**WHAT IS ASKED:**
Copy out the mailing-list post below about the qmake symlink in Edgy in full, keeping every line, symbol, and space unchanged.

**ARTICLE:**
Meaningless symlink redirection in Edgy for qmake

Daniel Pittman daniel at rimspace.net
Sun Mar 18 23:37:10 GMT 2007


Trent Lloyd <lathiat at bur.st> writes:
> On Sun, Mar 18, 2007 at 06:20:48PM +0530, Shriramana Sharma wrote:
>> In Edgy I do:
>> 
>> $ cd /usr/bin
>> $ ls -l qm*
>> lrwxrwxrwx 1 root root      23 2007-01-27 22:48 qmake -> 
>> /etc/alternatives/qmake
>> -rwxr-xr-x 1 root root 2034776 2006-10-23 18:16 qmake-qt3
>> -rwxr-xr-x 1 root root 2064732 2007-02-12 23:27 qmake-qt4
>> $ ls /etc/alternatives/qmake -l
>> lrwxrwxrwx 1 root root 18 2007-02-13 15:24 /etc/alternatives/qmake -> 
>> /usr/bin/qmake-qt3
>> 
>> Is there any meaning to this unnecessary symlink redirection? The 
>> /usr/bin/qmake symlink could well directly point to the qmake-qt3 binary 
>> in its own folder rather than point to a file under /etc which points 
>> back to the /usr/bin folder.
>> 
>> If there is no meaning, then this can be rectified.
>
> This is part of the Debian alternatives infrastructure
>
> Some user-orientated information on how this works is available here
> http://www.debian-administration.org/articles/91

Moreover, Trent didn't mention the *why* explicitly here:

The reason those symlinks exists -- and various other tools including
'vi' will be the same -- is because there are multiple competing tools
that provide 'qmake'.

**COLLECTED MATERIAL:**

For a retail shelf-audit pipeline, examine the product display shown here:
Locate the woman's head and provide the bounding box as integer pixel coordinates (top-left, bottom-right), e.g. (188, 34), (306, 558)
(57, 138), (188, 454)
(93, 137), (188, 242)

**COMPLETE OUTPUT:**
Meaningless symlink redirection in Edgy for qmake

Daniel Pittman daniel at rimspace.net
Sun Mar 18 23:37:10 GMT 2007


Trent Lloyd <lathiat at bur.st> writes:
> On Sun, Mar 18, 2007 at 06:20:48PM +0530, Shriramana Sharma wrote:
>> In Edgy I do:
>> 
>> $ cd /usr/bin
>> $ ls -l qm*
>> lrwxrwxrwx 1 root root      23 2007-01-27 22:48 qmake -> 
>> /etc/alternatives/qmake
>> -rwxr-xr-x 1 root root 2034776 2006-10-23 18:16 qmake-qt3
>> -rwxr-xr-x 1 root root 2064732 2007-02-12 23:27 qmake-qt4
>> $ ls /etc/alternatives/qmake -l
>> lrwxrwxrwx 1 root root 18 2007-02-13 15:24 /etc/alternatives/qmake -> 
>> /usr/bin/qmake-qt3
>> 
>> Is there any meaning to this unnecessary symlink redirection? The 
>> /usr/bin/qmake symlink could well directly point to the qmake-qt3 binary 
>> in its own folder rather than point to a file under /etc which points 
>> back to the /usr/bin folder.
>> 
>> If there is no meaning, then this can be rectified.
>
> This is part of the Debian alternatives infrastructure
>
> Some user-orientated information on how this works is available here
> http://www.debian-administration.org/articles/91

Moreover, Trent didn't mention the *why* explicitly here:

The reason those symlinks exists -- and various other tools including
'vi' will be the same -- is because there are multiple competing tools
that provide 'qmake'.